In this example, we assign our `collection` dictionary to `src`, a dictionary-like object specifying the dataset to query. We also assign the `bbox` and `fields` parameters for `query`, a dictionary-like object which specifies the parameters for the query. The `bbox` parameter is a GeoJSON-compliant bounding box ([minX, minY, maxX, maxY]) which is used to filter data spatially. GeoJSON is a format for encoding geographic data structures. More information about the bounding box can be found in the standard specification of the GeoJSON format, located here - https://tools.ietf.org/html/rfc7946#section-5. The `fields` parameter is a list of fields to return in the query response. In this case, we assign 'project' to `fields`.

In [10]:
collection = {
    "Collection": {
        "ShortName": "GEDI Cal/Val Field Data_1",
        "VersionId": "1"
    }
}

# use the executeQuery() function to get a response object
response = maap.executeQuery( 

  # dictionary-like object specifying the dataset to query  
  src = collection, 

  # dictionary-like object specifying parameters for query
  query = { 
      
    # bounding box to spatially filter data
    "bbox": [9.31, 0.53, 9.32, 0.54], 
      
    # list of fields to return in query response
    "fields": ["project"],
  }
)

We can check the 'Content-Type' header of our response to see the content type of the response. In the following code, the 'Content-Type' header is checked to determine if it is JSON or not, so that a print statement can be run to display the name of the project.

In [4]:
# if the 'Content-Type' is json, creates variable with json version of the response
if (response.headers.get("Content-Type") is "application/json"):
    data = response.json()

**Data shown**
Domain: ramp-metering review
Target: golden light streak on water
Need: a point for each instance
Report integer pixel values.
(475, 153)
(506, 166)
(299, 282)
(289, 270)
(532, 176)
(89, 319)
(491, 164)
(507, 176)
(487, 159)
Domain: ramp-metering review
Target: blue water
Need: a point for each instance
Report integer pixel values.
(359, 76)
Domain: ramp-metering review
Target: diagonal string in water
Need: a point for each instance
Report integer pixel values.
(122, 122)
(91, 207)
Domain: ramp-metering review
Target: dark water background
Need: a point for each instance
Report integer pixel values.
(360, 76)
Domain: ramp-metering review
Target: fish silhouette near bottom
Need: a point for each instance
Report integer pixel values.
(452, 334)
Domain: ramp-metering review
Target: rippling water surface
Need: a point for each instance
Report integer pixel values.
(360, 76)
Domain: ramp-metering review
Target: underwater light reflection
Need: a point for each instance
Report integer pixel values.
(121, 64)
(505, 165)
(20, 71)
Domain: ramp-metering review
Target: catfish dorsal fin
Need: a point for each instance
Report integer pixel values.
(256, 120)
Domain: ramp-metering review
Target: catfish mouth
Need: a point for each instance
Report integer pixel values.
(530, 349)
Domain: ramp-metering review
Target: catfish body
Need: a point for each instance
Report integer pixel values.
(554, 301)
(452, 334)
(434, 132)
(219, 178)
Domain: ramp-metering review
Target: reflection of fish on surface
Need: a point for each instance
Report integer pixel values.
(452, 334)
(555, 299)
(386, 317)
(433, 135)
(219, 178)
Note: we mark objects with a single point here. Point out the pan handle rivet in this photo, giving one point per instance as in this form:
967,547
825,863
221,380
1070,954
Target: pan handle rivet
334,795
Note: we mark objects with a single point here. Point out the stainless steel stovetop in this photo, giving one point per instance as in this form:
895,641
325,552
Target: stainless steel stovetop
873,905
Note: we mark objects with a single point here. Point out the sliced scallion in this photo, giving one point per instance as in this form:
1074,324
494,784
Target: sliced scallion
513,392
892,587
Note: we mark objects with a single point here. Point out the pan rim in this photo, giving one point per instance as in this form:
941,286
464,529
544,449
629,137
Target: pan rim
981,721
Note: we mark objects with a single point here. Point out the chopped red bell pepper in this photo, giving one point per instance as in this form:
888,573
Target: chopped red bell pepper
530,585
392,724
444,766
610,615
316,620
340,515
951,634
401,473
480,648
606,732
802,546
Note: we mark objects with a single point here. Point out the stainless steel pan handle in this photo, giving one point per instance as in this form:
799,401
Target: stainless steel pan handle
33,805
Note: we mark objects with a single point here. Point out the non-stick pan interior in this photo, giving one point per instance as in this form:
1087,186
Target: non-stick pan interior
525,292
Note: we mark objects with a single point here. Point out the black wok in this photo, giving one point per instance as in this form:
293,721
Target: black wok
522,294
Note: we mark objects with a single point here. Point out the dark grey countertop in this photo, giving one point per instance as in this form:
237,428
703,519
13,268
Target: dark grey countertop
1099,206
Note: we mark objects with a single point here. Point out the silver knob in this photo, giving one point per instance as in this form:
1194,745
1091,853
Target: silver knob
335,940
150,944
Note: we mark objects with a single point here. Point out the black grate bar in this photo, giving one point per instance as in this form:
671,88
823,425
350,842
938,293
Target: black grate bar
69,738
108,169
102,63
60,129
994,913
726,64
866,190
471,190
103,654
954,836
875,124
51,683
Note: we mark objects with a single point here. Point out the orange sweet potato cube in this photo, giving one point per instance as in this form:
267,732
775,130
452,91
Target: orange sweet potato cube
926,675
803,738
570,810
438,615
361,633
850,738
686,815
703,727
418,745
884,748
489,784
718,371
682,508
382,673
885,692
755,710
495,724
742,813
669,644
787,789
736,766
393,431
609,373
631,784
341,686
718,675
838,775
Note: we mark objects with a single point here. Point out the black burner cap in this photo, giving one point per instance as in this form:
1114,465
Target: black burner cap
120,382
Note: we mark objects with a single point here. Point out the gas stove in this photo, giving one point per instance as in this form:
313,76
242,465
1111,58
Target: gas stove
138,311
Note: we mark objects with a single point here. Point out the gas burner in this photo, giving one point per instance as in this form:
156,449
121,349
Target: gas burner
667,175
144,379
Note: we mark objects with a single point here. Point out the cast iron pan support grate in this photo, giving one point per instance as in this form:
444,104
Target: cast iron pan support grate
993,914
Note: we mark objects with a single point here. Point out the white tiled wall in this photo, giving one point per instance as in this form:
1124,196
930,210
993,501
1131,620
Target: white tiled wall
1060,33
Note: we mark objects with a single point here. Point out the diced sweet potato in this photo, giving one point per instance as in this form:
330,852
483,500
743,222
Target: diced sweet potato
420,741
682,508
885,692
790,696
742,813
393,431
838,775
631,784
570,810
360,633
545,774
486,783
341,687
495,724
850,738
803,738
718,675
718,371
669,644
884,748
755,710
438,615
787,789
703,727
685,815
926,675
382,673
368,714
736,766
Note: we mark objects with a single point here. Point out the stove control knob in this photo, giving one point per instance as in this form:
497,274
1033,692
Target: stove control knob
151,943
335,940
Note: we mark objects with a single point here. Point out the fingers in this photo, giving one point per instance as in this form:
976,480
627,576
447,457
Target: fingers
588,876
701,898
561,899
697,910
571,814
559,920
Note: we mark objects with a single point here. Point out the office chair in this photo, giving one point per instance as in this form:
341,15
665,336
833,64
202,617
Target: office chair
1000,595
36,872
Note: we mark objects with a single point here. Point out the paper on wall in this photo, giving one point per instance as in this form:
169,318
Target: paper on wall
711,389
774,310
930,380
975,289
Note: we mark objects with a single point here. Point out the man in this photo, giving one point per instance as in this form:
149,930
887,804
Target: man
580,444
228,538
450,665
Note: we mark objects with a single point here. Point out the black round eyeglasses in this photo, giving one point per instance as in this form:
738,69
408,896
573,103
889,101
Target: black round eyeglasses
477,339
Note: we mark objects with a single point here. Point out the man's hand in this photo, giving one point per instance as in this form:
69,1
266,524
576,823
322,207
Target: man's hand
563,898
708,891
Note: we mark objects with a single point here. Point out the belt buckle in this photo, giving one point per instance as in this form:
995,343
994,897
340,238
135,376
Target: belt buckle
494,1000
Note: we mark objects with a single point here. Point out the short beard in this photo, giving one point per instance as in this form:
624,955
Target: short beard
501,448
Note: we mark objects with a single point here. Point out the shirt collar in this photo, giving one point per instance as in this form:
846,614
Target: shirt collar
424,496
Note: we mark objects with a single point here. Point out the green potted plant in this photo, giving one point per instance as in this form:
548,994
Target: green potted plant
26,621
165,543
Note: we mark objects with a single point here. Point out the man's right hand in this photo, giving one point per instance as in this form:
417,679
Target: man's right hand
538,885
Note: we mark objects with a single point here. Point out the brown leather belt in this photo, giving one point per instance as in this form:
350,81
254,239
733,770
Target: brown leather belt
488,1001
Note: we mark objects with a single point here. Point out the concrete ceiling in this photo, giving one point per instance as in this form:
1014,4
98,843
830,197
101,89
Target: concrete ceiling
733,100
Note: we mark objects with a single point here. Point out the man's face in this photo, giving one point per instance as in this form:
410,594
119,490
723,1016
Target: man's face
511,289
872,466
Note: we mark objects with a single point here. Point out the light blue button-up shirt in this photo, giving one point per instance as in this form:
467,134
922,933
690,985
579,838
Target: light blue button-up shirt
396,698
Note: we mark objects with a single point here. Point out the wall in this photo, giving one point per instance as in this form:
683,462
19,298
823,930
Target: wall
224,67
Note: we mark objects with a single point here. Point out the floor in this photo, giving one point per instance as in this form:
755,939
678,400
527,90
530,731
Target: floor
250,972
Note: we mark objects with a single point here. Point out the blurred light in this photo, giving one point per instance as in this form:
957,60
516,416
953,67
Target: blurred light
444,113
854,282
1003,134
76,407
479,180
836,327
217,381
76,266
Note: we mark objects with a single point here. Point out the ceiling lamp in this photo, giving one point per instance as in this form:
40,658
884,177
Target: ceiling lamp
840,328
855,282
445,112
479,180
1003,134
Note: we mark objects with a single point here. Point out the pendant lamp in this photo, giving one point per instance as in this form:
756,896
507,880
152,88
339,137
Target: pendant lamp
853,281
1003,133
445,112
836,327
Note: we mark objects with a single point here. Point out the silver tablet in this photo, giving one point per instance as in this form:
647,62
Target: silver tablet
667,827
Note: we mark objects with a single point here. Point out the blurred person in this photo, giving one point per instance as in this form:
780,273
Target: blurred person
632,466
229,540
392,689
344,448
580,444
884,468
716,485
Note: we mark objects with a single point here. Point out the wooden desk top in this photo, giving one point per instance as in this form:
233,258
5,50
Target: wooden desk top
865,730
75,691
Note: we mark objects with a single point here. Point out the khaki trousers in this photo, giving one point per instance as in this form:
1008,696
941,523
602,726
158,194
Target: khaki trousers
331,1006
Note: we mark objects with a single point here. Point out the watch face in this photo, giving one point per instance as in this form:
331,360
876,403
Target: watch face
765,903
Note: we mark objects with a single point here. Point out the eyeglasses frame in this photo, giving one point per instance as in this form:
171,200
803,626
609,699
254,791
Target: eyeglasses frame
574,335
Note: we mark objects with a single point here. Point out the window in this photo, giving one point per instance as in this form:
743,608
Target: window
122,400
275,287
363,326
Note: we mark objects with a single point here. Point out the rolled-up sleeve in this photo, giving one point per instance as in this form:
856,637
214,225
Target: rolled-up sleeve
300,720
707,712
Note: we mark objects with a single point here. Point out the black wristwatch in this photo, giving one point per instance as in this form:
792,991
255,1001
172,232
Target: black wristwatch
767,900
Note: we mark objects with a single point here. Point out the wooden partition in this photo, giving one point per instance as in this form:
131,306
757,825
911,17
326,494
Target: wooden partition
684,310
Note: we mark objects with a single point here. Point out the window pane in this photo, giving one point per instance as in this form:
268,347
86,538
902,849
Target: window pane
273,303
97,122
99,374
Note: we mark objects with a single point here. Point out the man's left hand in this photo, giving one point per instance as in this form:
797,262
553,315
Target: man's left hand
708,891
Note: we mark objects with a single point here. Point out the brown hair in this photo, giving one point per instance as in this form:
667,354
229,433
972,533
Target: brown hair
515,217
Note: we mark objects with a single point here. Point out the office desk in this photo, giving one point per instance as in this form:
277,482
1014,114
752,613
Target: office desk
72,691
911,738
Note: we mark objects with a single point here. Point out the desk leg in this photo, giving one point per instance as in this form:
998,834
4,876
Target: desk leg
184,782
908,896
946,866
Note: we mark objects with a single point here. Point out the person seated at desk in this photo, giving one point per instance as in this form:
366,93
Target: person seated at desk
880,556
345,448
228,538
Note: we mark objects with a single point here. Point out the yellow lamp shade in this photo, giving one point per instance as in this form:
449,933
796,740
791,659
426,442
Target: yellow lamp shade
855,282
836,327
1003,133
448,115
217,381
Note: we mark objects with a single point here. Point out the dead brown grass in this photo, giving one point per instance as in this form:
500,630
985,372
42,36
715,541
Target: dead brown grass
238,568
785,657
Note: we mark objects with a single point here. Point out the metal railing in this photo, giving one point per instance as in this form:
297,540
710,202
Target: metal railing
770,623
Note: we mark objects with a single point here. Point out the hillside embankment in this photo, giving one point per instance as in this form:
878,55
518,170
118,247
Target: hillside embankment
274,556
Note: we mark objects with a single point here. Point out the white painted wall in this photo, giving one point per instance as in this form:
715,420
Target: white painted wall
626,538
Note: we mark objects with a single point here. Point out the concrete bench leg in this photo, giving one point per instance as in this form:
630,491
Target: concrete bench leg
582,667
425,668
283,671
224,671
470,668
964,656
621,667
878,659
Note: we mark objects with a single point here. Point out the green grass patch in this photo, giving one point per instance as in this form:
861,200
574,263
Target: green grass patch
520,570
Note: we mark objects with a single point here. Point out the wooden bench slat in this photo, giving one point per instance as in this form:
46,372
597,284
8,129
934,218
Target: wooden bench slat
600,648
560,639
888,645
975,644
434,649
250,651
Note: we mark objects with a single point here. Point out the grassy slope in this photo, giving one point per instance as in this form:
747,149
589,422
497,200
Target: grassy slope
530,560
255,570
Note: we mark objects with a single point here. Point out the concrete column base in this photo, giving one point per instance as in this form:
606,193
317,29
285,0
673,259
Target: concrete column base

**What to do**
1) In the MAAP query text, what value is given to the `fields` parameter?
2) Resume the MAAP query text from its last line.
The material comes from a separate source.

**Expected answers**
1) A list holding the single field 'project'.

2)
    
# if the 'Content-Type' is not json, creates variable with unicode content of the response
else:
    data = response.text
    
# prints project name
print(json.dumps(json.loads(data)[0], indent=2))

{
  "project": "gabon_mondah"
}


### Query Inspecting a Single Observation

Like the previous example, we use the `executeQuery()` function to return a response object and assign our `collection` dictionary to `src`. For this example, we assign the `bbox` parameter for `query` again. 

In [12]:
# get a response object
response = maap.executeQuery( 
  
  # dictionary-like object specifying the dataset to query  
  src = collection, 

  # dictionary-like object specifying parameters for query
  query = {"bbox": [9.315, 0.535, 9.32, 0.54]}
)

As in the last example, we can check the 'Content-Type' header to determine if the content type is JSON or not and use the appropriate print statement. The output displays the variables for a single observation. A list of the variables and their units and descriptions can be found [here](https://maap-project.readthedocs.io/en/latest/query/gedi_calval_data_doc.html).

In [13]:
# if the 'Content-Type' is json, creates variable with json version of the response
if (response.headers.get("Content-Type") is "application/json"):
    
    data = response.json()
    
# if the 'Content-Type' is not json, creates variable with unicode content of the response
else:
    data = response.text
    
# prints project name
print(json.dumps(json.loads(data)[0], indent=2))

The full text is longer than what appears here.